Output all lines exactly, with nothing added or dropped.

***

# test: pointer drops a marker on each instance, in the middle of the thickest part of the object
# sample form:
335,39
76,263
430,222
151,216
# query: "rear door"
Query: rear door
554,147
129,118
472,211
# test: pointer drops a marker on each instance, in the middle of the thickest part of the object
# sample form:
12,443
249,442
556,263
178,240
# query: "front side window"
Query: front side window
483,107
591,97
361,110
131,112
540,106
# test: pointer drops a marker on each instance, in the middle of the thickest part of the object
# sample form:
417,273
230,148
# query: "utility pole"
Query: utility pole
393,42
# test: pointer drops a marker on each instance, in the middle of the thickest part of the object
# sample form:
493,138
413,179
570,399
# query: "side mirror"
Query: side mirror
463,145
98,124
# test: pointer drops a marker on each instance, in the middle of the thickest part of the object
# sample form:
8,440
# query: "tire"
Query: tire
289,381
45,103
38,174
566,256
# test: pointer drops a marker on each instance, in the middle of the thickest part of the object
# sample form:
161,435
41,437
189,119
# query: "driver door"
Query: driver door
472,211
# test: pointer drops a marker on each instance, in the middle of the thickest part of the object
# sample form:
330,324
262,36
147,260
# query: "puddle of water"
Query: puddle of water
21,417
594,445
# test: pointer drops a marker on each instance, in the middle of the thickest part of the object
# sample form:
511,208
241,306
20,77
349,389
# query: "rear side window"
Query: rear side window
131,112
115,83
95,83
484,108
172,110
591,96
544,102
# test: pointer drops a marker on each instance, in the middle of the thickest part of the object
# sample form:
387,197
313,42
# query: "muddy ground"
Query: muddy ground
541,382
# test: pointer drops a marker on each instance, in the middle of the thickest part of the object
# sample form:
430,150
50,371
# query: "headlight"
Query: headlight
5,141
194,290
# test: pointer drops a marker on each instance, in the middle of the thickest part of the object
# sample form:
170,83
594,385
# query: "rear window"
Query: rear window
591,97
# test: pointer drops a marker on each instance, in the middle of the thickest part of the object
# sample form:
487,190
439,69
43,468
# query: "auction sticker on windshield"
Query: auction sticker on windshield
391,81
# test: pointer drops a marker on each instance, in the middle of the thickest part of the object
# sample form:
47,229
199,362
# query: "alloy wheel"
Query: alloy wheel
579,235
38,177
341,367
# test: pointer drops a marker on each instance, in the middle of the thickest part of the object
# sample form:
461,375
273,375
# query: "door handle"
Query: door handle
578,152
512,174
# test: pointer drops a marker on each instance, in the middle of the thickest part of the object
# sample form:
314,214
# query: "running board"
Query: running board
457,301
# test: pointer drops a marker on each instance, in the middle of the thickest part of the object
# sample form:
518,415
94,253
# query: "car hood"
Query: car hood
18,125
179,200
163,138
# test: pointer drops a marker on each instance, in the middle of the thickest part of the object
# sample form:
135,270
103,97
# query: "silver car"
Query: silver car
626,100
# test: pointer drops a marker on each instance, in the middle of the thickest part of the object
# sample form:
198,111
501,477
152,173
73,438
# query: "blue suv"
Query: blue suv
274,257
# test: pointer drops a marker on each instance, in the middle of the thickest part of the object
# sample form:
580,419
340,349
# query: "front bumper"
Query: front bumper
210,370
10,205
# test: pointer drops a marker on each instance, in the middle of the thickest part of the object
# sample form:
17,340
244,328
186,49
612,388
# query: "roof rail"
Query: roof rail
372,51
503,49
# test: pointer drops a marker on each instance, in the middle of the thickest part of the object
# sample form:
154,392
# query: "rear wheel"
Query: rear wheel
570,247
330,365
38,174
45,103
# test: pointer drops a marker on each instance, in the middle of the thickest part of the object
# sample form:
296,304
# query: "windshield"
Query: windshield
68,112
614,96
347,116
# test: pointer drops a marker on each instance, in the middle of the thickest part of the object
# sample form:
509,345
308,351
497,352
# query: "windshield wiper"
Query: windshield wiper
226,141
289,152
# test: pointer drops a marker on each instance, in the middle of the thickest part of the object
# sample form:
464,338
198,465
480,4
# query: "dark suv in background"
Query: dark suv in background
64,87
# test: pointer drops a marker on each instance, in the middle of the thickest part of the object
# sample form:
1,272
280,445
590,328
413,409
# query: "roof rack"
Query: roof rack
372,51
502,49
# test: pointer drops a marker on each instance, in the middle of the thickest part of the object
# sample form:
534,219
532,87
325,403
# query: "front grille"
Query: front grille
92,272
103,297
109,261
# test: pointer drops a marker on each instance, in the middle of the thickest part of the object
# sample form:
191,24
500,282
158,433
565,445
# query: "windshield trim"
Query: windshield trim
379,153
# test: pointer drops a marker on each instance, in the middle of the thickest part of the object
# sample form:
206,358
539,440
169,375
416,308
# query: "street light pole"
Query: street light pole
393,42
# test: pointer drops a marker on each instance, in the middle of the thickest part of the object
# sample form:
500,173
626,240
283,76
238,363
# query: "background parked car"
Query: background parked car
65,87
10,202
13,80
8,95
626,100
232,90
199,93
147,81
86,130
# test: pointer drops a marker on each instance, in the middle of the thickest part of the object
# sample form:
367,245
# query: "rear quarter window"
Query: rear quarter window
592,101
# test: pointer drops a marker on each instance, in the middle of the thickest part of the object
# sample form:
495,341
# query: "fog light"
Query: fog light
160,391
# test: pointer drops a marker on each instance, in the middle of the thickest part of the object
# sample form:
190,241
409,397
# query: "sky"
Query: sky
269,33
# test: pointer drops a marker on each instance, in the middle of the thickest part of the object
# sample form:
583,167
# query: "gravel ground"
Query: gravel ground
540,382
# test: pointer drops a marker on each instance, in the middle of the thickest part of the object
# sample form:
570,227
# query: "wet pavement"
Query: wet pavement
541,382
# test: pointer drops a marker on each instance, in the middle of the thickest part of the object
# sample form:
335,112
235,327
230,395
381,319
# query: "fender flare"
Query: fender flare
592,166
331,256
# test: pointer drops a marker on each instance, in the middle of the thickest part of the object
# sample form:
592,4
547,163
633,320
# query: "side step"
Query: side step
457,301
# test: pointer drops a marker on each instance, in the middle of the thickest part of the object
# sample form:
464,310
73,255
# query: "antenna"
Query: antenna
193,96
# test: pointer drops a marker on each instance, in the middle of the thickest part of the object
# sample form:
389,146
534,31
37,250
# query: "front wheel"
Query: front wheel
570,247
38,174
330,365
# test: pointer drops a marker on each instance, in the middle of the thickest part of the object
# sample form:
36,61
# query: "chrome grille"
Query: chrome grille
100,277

***

COMPLETE ANSWER -
# test: pointer drops a marker on each instance, in the middle of the thickest part of the object
# sample form:
335,39
76,263
430,222
151,216
# query: "rear door"
Query: rear door
554,147
129,118
472,211
# test: pointer drops a marker on each instance, in the middle of the thickest part of the object
# sample form:
12,443
249,442
556,263
178,240
# query: "front side window"
Query: front side window
483,107
591,97
361,110
131,112
540,106
# test: pointer drops a marker on each instance, in the middle of the thickest part of the object
# sample form:
417,273
230,148
# query: "utility pole"
Query: utility pole
393,42
# test: pointer drops a marker on each instance, in the middle of the thickest part of the object
# sample form:
493,138
413,179
570,399
# query: "side mirror"
Query: side mirror
463,145
98,124
# test: pointer drops a marker on each instance, in the middle of the thickest part of the object
# sample form:
8,440
# query: "tire"
Query: tire
289,381
45,103
38,174
566,256
# test: pointer drops a marker on each instance, in the middle of the thickest part of the object
# sample form:
161,435
41,437
189,119
# query: "driver door"
Query: driver door
472,211
# test: pointer drops a marker on each instance, in the middle of the thickest part of the object
# sample form:
330,324
262,36
147,260
# query: "puddle of water"
Query: puddle of water
21,417
594,445
# test: pointer drops a marker on each instance, in the middle of the thickest part of the object
# sample form:
511,208
241,306
20,77
349,389
# query: "rear side window"
Query: rear side window
131,112
115,83
95,83
484,108
172,110
591,96
544,102
# test: pointer drops a marker on each instance, in the middle of the thickest part of the object
# sample form:
387,197
313,42
# query: "muddy ground"
Query: muddy ground
541,382
# test: pointer drops a marker on each instance, in the middle of the thickest part of the object
# sample form:
430,150
50,371
# query: "headlight"
Query: headlight
5,141
194,290
# test: pointer drops a marker on each instance, in the middle of the thickest part of the object
# sample form:
170,83
594,385
# query: "rear window"
Query: rear window
591,97
# test: pointer drops a marker on each instance, in the middle of the thickest part of the object
# sample form:
487,190
439,69
43,468
# query: "auction sticker on windshield"
Query: auction sticker on windshield
391,81
# test: pointer drops a marker on each instance, in the middle of the thickest part of the object
# sample form:
47,229
199,362
# query: "alloy wheel"
Query: alloy wheel
579,235
38,177
341,367
# test: pointer drops a marker on each instance, in the middle of the thickest part of the object
# sample form:
461,375
273,375
# query: "door handle"
Query: door handle
578,152
512,174
# test: pointer drops a marker on each instance, in the middle of the thickest part of the object
# sample form:
314,214
# query: "running board"
Query: running board
457,301
# test: pointer drops a marker on each instance, in the middle of the thickest part of the object
# sample form:
518,415
94,253
# query: "car hood"
Query: car hood
18,125
179,200
163,138
# test: pointer drops a marker on each instance, in the middle of the thickest part of the object
# sample form:
135,270
103,97
# query: "silver car"
Query: silver car
626,100
# test: pointer drops a marker on each instance, in the middle of the thickest part of the object
# sample form:
198,111
501,477
152,173
73,438
# query: "blue suv"
Query: blue suv
274,257
# test: pointer drops a marker on each instance, in the middle of the thickest part of the object
# sample form:
580,419
340,349
# query: "front bumper"
Query: front bumper
210,370
10,205
# test: pointer drops a marker on each instance, in the middle of the thickest part of the object
# sample form:
17,340
244,328
186,49
612,388
# query: "roof rail"
Query: roof rail
372,51
503,49
# test: pointer drops a marker on each instance, in the middle of the thickest part of the object
# sample form:
154,392
# query: "rear wheel"
Query: rear wheel
570,247
330,365
38,174
45,103
# test: pointer drops a marker on each instance, in the middle of the thickest part of the object
# sample form:
296,304
# query: "windshield"
Query: windshield
68,112
614,96
347,116
# test: pointer drops a marker on each instance, in the middle of the thickest part of the object
# sample form:
509,345
308,351
497,352
# query: "windshield wiper"
Query: windshield wiper
226,141
289,152
# test: pointer drops a marker on each instance, in the middle of the thickest part of the object
# sample form:
464,338
198,465
480,4
# query: "dark suv in background"
Query: dark suv in background
64,87
# test: pointer drops a marker on each instance, in the middle of the thickest part of the object
# sample form:
1,272
280,445
590,328
413,409
# query: "roof rack"
Query: roof rack
372,51
502,49
# test: pointer drops a marker on each instance, in the middle of the thickest part of the object
# sample form:
534,219
532,87
325,403
# query: "front grille"
Query: front grille
92,272
103,297
109,261
# test: pointer drops a marker on each instance, in the middle of the thickest part of the object
# sample form:
191,24
500,282
158,433
565,445
# query: "windshield trim"
Query: windshield trim
379,153
# test: pointer drops a marker on each instance, in the middle of the thickest part of the object
# sample form:
206,358
539,440
169,375
416,308
# query: "street light pole"
Query: street light pole
393,42
# test: pointer drops a marker on each instance, in the middle of the thickest part of the object
# sample form:
500,173
626,240
283,76
238,363
# query: "background parked car"
Query: background parked car
65,87
10,202
13,80
8,95
626,100
232,90
199,93
147,81
86,130
# test: pointer drops a marker on each instance, in the middle of the thickest part of the object
# sample form:
367,245
# query: "rear quarter window"
Query: rear quarter window
592,101
# test: pointer drops a marker on each instance, in the middle of the thickest part of the object
# sample form:
495,341
# query: "fog light"
Query: fog light
160,391
# test: pointer drops a marker on each instance, in the middle of the thickest part of the object
# sample form:
190,241
409,397
# query: "sky"
Query: sky
269,33
# test: pointer drops a marker on each instance, in the middle of the thickest part of the object
# sample form:
583,167
# query: "gravel ground"
Query: gravel ground
540,382
# test: pointer drops a marker on each instance, in the middle of the thickest part of the object
# sample form:
570,227
# query: "wet pavement"
Query: wet pavement
541,382
# test: pointer drops a marker on each instance, in the middle of the thickest part of the object
# sample form:
335,112
235,327
230,395
381,319
# query: "fender flare"
Query: fender flare
592,166
331,256
# test: pointer drops a marker on each instance, in the middle of the thickest part of the object
# sample form:
592,4
547,163
633,320
# query: "side step"
Query: side step
457,301
# test: pointer drops a marker on each instance, in the middle of the thickest part of the object
# sample form:
464,310
73,255
# query: "antenna"
Query: antenna
193,96
# test: pointer drops a marker on each instance, in the middle of the thickest part of the object
# sample form:
389,146
534,31
37,250
# query: "front wheel"
Query: front wheel
570,247
38,174
330,365
# test: pointer drops a marker on each instance, in the middle of the thickest part of the object
# sample form:
36,61
# query: "chrome grille"
Query: chrome grille
100,277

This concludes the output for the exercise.